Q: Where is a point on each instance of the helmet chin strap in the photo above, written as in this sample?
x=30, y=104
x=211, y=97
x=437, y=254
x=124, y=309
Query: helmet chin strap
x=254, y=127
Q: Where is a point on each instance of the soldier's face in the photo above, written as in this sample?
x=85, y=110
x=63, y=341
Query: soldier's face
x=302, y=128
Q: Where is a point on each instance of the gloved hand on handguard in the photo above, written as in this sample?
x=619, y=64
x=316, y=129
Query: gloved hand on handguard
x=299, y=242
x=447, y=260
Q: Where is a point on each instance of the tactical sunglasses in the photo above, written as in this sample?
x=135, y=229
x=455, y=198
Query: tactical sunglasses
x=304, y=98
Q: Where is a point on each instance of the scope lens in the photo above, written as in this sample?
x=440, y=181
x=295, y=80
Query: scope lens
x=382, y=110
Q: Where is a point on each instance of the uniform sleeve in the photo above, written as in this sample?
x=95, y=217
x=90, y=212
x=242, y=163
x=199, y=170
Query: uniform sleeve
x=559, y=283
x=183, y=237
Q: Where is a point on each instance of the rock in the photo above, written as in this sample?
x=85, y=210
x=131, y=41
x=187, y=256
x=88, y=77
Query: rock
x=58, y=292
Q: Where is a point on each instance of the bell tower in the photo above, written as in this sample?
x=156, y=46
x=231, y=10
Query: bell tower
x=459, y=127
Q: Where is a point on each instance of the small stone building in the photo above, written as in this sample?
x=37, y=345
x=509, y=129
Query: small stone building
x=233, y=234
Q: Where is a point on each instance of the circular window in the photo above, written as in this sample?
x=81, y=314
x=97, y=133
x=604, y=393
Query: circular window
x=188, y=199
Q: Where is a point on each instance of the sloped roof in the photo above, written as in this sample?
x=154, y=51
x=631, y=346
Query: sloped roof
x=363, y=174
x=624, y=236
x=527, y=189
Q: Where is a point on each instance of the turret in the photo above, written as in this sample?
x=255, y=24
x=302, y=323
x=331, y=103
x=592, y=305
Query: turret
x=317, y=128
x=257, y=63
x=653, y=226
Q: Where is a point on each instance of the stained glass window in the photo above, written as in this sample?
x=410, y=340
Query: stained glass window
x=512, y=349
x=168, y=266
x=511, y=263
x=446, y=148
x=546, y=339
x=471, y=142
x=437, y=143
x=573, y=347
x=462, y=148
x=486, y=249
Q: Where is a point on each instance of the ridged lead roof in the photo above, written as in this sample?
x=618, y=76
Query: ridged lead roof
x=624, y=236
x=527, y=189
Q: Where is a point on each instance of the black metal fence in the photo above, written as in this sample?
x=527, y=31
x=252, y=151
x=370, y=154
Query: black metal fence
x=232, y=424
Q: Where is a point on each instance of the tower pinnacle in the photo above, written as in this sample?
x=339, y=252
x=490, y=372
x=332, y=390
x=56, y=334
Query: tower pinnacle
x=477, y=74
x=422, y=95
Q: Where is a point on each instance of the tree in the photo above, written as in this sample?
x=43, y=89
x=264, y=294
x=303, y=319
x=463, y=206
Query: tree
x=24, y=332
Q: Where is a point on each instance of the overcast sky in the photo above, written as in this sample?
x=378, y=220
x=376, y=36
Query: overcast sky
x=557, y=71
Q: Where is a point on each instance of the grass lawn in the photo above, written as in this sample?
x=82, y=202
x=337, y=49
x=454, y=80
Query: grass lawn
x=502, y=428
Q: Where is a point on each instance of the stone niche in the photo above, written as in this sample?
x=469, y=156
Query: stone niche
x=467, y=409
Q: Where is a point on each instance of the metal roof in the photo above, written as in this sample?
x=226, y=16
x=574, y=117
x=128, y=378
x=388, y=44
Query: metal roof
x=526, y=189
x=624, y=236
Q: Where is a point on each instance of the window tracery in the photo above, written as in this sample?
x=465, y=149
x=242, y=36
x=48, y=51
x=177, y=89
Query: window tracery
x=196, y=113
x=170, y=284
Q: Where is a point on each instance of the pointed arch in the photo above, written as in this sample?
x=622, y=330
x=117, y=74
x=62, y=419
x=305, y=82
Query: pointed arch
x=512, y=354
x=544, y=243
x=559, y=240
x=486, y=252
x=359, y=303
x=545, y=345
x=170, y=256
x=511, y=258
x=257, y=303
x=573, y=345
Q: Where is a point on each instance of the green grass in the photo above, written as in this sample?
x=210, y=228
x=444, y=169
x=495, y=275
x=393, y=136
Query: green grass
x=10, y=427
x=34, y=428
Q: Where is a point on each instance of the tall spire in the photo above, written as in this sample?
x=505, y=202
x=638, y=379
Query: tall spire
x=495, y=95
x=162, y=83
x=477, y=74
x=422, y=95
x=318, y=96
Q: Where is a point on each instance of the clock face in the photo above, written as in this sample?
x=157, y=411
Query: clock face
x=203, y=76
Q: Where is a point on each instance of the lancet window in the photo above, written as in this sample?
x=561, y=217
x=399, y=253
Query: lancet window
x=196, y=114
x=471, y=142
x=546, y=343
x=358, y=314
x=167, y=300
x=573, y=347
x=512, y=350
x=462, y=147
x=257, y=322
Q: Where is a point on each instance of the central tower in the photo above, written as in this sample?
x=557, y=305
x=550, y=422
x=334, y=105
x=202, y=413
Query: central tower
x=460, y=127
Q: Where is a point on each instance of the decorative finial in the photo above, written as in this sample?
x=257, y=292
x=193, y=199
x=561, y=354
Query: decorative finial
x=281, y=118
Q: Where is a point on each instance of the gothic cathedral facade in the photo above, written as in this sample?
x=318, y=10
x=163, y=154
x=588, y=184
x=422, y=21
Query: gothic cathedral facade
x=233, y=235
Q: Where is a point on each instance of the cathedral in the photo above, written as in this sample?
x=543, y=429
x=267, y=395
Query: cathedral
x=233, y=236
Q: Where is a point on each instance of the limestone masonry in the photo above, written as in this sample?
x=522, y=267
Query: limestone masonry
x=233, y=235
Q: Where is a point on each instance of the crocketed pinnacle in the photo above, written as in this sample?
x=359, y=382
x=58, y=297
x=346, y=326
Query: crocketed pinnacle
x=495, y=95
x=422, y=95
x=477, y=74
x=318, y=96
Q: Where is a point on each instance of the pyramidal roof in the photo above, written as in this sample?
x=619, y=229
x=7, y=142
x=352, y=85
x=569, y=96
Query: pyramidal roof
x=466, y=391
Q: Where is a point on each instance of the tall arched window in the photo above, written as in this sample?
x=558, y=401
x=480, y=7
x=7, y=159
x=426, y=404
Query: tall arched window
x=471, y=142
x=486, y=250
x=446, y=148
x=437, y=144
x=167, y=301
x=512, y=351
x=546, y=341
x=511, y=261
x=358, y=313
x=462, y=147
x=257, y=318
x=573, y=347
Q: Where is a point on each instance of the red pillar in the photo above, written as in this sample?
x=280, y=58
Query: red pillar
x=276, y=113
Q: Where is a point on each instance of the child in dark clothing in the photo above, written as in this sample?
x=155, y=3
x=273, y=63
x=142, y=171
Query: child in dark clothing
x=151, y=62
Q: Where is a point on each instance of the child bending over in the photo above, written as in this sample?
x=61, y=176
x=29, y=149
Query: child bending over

§ **DIRECTIONS FOR THIS TASK**: The lines to quote run from the one containing "Q: Where is a point on each instance of the cathedral" through the final line of the material above; please give them exactly, both ends included, and nothing else.

§ **EXERCISE OUTPUT**:
Q: Where is a point on each instance of the cathedral in the photo above, written as in this sample?
x=543, y=429
x=267, y=395
Query: cathedral
x=233, y=236
Q: Where is a point on each instance of the limestone masonry in the photo above, written as in this sample?
x=522, y=267
Query: limestone masonry
x=233, y=235
Q: Where is a point on each instance of the crocketed pinnacle in the photo above, written as in this sample?
x=359, y=382
x=58, y=297
x=346, y=326
Query: crocketed pinnacle
x=495, y=95
x=422, y=95
x=477, y=74
x=318, y=96
Q: Where is a point on each instance of the pyramidal roof in the photo above, written as in this sample?
x=619, y=229
x=7, y=142
x=352, y=85
x=569, y=96
Query: pyramidal roof
x=466, y=391
Q: Where is a point on each instance of the tall arched window in the photo above, written as in this sample?
x=558, y=401
x=480, y=7
x=7, y=159
x=426, y=404
Query: tall arched window
x=471, y=142
x=486, y=250
x=446, y=148
x=437, y=144
x=167, y=301
x=512, y=351
x=546, y=341
x=511, y=261
x=358, y=313
x=462, y=147
x=257, y=318
x=573, y=347
Q: Where is a point on each instance of the red pillar in the photo above, written as in this sample?
x=280, y=58
Query: red pillar
x=276, y=113
Q: Where is a point on each instance of the child in dark clothing in the photo above, written as in this sample?
x=155, y=3
x=273, y=63
x=142, y=171
Query: child in dark clothing
x=151, y=62
Q: Where is a point on each instance of the child bending over in the photo above, written as in this sample?
x=61, y=176
x=29, y=149
Query: child bending over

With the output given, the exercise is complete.